*TASK REQUIREMENTS*: Copy out every line below that contains the string "staircase".

*MATERIAL SUPPLIED*:

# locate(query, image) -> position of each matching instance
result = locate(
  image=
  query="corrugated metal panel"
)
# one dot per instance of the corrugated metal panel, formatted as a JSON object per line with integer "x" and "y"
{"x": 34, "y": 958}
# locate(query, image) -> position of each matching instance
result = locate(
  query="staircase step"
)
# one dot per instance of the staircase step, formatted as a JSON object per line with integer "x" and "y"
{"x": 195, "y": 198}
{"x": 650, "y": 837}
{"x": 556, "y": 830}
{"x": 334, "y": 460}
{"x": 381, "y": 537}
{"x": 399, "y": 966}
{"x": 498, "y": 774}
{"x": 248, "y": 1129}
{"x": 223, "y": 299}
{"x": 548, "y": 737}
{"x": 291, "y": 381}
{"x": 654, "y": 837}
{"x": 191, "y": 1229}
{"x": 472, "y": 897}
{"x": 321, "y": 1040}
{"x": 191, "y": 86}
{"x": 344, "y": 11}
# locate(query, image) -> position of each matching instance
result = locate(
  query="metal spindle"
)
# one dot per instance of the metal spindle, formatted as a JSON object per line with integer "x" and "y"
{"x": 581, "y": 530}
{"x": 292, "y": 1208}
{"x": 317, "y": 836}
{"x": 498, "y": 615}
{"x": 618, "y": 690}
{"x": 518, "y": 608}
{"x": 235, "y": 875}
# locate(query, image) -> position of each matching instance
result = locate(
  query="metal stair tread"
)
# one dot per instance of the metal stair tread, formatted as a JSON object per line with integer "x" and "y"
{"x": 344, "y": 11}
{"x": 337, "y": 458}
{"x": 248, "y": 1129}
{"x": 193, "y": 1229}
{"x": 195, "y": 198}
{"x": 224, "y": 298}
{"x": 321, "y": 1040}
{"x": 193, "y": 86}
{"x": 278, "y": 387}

*EXPECTED ANSWER*:
  query="staircase step"
# one dot per instance of the staircase step, formatted as a JSON object per line with integer "x" and "y"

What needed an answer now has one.